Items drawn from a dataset
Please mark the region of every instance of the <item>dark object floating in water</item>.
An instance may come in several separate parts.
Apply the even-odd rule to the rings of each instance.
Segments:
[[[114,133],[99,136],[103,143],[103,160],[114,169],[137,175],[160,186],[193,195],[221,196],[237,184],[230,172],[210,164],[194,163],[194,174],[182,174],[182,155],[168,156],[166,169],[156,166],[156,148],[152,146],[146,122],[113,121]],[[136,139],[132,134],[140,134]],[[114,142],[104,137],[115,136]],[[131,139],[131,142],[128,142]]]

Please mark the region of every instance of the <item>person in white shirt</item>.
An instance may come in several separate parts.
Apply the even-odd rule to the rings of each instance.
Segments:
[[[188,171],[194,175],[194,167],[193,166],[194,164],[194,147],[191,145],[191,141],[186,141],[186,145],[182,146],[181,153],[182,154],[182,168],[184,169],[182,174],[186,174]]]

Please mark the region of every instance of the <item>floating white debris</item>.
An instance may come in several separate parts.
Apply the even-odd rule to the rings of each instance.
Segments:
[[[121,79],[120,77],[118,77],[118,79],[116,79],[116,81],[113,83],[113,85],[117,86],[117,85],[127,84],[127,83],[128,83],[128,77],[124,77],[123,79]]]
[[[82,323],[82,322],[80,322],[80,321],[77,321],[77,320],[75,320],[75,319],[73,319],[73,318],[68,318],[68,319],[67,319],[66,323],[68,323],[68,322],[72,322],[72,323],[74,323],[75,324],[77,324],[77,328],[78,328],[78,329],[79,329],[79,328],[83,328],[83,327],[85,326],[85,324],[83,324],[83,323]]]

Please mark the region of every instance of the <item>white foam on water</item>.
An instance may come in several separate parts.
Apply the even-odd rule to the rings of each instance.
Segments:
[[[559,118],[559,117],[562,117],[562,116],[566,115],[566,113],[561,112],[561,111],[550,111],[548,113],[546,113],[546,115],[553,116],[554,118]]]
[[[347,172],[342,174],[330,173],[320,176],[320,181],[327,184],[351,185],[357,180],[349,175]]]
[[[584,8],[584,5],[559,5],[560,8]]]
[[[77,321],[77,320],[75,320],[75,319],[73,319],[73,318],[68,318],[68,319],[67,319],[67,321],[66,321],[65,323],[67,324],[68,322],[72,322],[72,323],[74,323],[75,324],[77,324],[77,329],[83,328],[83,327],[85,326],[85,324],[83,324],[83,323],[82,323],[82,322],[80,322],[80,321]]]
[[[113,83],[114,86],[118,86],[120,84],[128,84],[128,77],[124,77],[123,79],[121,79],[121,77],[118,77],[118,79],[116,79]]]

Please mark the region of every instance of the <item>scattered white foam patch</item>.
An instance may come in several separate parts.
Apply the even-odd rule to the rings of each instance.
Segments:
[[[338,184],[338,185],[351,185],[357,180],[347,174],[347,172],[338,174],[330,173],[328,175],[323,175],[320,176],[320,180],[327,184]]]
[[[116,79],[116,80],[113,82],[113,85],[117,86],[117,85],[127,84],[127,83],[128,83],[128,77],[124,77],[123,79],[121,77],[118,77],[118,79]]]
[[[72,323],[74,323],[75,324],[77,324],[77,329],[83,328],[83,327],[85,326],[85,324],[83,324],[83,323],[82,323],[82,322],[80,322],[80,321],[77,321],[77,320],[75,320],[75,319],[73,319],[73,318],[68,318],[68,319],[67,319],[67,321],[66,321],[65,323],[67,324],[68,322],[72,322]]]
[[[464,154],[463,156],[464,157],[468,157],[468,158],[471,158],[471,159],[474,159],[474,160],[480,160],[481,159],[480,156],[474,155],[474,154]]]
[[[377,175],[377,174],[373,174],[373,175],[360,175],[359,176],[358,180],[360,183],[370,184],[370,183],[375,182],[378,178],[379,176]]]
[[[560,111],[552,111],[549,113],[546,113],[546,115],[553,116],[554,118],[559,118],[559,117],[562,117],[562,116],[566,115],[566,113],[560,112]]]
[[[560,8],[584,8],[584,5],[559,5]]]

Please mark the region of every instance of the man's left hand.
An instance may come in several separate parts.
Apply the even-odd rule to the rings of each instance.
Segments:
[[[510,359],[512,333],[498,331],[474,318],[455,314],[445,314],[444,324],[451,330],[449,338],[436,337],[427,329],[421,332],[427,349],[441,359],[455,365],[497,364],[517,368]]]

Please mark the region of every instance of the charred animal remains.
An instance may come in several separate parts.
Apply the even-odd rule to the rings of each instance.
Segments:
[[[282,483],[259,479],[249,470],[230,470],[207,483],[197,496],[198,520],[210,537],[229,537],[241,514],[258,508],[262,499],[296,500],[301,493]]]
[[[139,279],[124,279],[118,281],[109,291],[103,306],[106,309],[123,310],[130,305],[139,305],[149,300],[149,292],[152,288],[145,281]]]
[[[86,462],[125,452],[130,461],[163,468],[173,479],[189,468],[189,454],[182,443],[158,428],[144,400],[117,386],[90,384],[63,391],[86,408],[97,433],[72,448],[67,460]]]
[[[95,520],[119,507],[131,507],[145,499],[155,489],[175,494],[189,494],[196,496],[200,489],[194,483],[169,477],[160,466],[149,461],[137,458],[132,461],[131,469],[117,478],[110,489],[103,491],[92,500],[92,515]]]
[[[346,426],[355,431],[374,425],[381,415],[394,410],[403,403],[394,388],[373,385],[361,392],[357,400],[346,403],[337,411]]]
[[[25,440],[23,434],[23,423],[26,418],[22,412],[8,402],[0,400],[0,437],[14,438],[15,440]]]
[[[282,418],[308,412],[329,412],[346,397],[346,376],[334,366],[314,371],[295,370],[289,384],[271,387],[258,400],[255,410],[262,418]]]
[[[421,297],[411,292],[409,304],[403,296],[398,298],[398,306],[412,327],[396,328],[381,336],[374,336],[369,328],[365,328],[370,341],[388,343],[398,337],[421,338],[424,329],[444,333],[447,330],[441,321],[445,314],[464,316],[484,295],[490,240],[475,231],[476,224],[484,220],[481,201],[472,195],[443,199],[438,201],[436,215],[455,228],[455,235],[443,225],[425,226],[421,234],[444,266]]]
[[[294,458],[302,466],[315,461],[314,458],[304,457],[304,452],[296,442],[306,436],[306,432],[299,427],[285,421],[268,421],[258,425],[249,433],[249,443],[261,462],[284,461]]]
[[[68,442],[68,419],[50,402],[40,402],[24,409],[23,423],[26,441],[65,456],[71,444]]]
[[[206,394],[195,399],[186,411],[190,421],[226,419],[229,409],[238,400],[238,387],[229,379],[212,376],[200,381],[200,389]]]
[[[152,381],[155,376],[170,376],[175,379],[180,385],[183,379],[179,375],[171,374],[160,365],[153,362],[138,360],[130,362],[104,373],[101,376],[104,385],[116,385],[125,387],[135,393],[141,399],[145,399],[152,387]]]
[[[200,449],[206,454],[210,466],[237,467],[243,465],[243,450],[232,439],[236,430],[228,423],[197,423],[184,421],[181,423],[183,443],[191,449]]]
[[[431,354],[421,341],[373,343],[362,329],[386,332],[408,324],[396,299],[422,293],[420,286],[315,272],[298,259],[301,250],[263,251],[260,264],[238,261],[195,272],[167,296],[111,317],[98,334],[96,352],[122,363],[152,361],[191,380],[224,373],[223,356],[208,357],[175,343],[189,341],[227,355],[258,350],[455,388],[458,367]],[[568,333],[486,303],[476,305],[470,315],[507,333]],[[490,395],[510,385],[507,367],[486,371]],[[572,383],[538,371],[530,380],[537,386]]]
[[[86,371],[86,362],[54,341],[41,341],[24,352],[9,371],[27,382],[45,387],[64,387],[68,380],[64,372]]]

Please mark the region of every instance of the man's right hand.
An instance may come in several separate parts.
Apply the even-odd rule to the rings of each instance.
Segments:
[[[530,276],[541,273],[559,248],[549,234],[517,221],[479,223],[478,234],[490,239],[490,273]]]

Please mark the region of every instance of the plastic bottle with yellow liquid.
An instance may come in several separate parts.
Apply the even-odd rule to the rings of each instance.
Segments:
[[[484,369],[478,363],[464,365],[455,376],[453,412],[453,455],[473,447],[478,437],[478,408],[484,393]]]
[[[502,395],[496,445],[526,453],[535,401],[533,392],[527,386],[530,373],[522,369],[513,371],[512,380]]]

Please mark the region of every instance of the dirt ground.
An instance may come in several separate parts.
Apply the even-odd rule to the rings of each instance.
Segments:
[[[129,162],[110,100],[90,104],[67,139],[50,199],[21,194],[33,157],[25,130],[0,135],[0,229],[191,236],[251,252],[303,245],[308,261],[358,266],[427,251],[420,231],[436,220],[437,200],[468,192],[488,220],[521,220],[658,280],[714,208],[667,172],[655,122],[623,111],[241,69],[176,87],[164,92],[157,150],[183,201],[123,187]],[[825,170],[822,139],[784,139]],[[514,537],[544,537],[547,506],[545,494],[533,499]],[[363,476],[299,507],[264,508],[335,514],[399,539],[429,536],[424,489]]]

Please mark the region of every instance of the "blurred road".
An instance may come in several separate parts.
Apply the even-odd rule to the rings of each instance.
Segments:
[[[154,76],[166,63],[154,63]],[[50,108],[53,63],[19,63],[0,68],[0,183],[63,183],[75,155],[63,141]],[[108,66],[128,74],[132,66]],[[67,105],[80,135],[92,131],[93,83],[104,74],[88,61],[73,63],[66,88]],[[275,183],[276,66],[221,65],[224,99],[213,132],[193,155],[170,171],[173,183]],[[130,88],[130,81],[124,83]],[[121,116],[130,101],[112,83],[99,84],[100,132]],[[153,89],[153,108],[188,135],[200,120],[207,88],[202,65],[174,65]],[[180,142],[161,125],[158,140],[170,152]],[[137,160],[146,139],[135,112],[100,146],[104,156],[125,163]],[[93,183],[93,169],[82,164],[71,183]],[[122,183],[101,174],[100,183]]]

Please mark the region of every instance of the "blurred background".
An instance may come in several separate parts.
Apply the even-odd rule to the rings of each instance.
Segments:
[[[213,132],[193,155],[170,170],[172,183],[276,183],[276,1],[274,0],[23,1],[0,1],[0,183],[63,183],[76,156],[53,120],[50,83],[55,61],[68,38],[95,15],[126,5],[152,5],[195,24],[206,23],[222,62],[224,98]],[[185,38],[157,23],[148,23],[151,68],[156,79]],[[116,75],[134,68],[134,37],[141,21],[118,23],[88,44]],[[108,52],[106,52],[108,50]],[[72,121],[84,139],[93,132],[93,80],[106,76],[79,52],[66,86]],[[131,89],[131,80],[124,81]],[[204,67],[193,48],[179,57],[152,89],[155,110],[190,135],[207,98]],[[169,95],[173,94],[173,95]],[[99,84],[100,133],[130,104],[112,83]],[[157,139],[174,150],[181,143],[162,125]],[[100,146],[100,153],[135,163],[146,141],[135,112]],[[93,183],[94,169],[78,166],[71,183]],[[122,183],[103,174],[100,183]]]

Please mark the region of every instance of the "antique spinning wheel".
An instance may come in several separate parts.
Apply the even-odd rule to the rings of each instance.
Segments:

WHAT YOU WILL DO: Extract every line in the entries above that contains the word "foam", copying each such line in full.

EXERCISE ANSWER:
Please mark the region of every instance of the <item>white foam on water</item>.
Please mark the region of every instance of the <item>scattered white foam patch</item>.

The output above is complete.